Exercise instructions ▸ Render the lines below as a JSON list of strings, one string per line, with blank lines omitted. Leave the pictures out.

Records for this exercise ▸
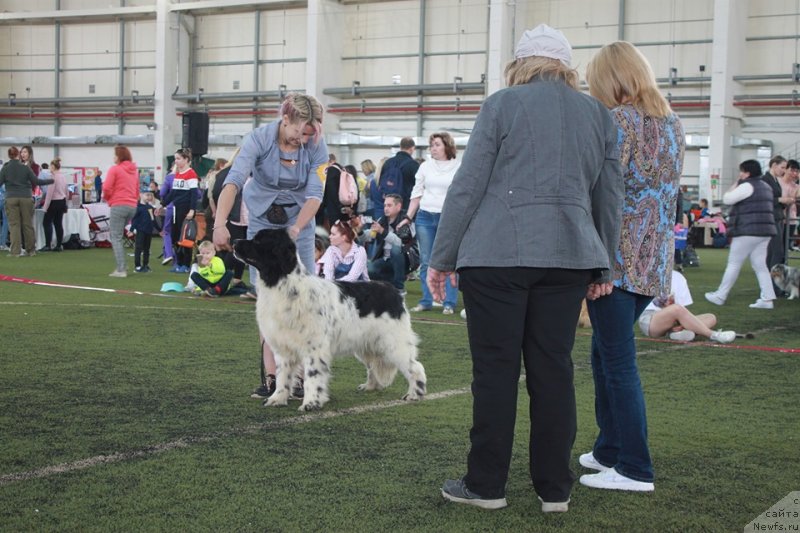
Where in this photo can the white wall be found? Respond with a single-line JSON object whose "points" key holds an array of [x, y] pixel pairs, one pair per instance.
{"points": [[365, 33]]}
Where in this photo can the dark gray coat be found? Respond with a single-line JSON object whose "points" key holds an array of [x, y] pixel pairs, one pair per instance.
{"points": [[540, 185]]}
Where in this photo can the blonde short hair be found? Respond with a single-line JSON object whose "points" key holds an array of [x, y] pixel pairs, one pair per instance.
{"points": [[523, 70], [620, 74], [205, 245], [303, 108]]}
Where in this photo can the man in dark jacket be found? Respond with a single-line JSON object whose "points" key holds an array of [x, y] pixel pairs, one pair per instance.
{"points": [[388, 262], [404, 160], [776, 253]]}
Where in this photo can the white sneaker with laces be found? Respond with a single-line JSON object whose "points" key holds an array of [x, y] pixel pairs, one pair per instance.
{"points": [[715, 298], [554, 507], [587, 460], [613, 480], [723, 337], [684, 335]]}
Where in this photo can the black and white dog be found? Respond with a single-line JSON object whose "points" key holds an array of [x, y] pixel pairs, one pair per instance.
{"points": [[308, 321]]}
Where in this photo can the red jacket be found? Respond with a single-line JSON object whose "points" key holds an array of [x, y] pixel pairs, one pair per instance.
{"points": [[121, 186]]}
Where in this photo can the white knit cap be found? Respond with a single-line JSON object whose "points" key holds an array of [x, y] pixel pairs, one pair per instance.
{"points": [[544, 41]]}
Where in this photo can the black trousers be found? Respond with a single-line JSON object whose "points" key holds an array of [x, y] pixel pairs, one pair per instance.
{"points": [[141, 253], [527, 314], [54, 216]]}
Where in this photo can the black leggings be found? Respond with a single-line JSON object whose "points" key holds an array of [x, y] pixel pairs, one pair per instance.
{"points": [[183, 256], [54, 217]]}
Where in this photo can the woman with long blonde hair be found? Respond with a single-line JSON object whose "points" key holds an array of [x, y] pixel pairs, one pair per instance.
{"points": [[651, 145]]}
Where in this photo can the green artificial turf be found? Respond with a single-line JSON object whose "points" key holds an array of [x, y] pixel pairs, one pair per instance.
{"points": [[159, 385]]}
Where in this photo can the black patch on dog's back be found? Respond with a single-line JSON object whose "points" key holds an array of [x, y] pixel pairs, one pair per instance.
{"points": [[372, 297]]}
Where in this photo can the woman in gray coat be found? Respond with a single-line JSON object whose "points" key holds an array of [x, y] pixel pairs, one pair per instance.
{"points": [[541, 182]]}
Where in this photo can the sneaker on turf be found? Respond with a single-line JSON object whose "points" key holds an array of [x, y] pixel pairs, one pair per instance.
{"points": [[587, 460], [265, 390], [723, 337], [554, 507], [684, 335], [456, 490], [613, 480]]}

Answer to the task ▸
[
  "Where in this photo can the white wall be found? Respond with a single-line JSON object whose \"points\" key holds an array of [x, y] pixel pairs, one pair per instance.",
  "{\"points\": [[365, 33]]}",
  "Where in this photo can the dark gray coat be found? Respond with a single-line JSON object whose \"points\" key holds an array of [x, y] pixel pairs, one pair per instance.",
  "{\"points\": [[540, 185]]}",
  "Where in this photo can the blonde short hair be found? Respond with a single-line JSON object whose \"points\" key holds an array of [x, y] pixel pairs, one pair per instance.",
  "{\"points\": [[523, 70], [620, 74], [205, 245], [303, 108]]}",
  "Where in this photo can the man in dark jacket be found? Respond with a single-line JSON object whose \"points\" key holds an array of [x, y] pixel pairs, one pair per instance.",
  "{\"points\": [[388, 262], [404, 160], [776, 253]]}",
  "Where in this photo can the white sneaker with laces be found? Respond with a single-line JSON object whose \"points\" key holds an array of [x, y] pixel pairs, one pair per instance.",
  "{\"points\": [[715, 298], [554, 507], [587, 460], [613, 480], [723, 337], [684, 335]]}",
  "Where in this photo can the black and white dog be found? Respond with a single-line JSON object whose \"points\" key holds an array of [x, y] pixel pairs, one pair per instance.",
  "{\"points\": [[308, 321]]}",
  "Where in this photo can the red jacket be found? Respond with a single-line JSON object whose \"points\" key holds an array of [x, y] pixel pairs, one pair per instance.",
  "{\"points\": [[121, 186]]}",
  "Where in this photo can the white knit cap be found? Respond with a single-line JSON object whose \"points\" key holds an array of [x, y] pixel pairs, one pair per instance.",
  "{\"points\": [[544, 41]]}",
  "Where in this photo can the black trousers be found? Respond with a single-line JSON object whose \"points\" key holds an array of [x, y] pixel pairs, one pair per instance.",
  "{\"points\": [[141, 253], [527, 314], [54, 216]]}",
  "Where in this photo can the black leggings be found? Respond with a single-line JSON object whose \"points\" key holds an array of [x, y] pixel pairs, one pair per instance.",
  "{\"points\": [[183, 256], [54, 217]]}",
  "Where in this photo can the woman with long blonde hair be found? Respond with a single-line JSON object whose \"points\" key holds an array of [x, y] pixel pairs, one pair per instance.",
  "{\"points\": [[651, 145]]}",
  "Where in this photo can the green artificial turf be found? Respond with a single-line JSON object whose \"points\" key holds an array of [x, y] pixel pairs, one pair per instance.",
  "{\"points\": [[159, 385]]}",
  "Where in this photo can the black patch on dog's back be found? Respond with a single-line JSON object whose \"points\" key holds an array of [x, y] pixel pairs, one pair per instance.",
  "{\"points\": [[372, 297]]}",
  "Where in this photo can the woman in gray coat be found? Respond with a single-line JSON object whose \"points\" key holds an array of [x, y] pixel pairs, one pair per instance.",
  "{\"points\": [[541, 182]]}",
  "Where in this photo can the sneaker on turf be found? Respond with a single-line JSON object whose \"points\" key holds an array of [x, y] pixel pairs, one pair per instance.",
  "{\"points\": [[587, 460], [265, 390], [723, 337], [554, 507], [684, 335], [456, 490], [613, 480]]}"
]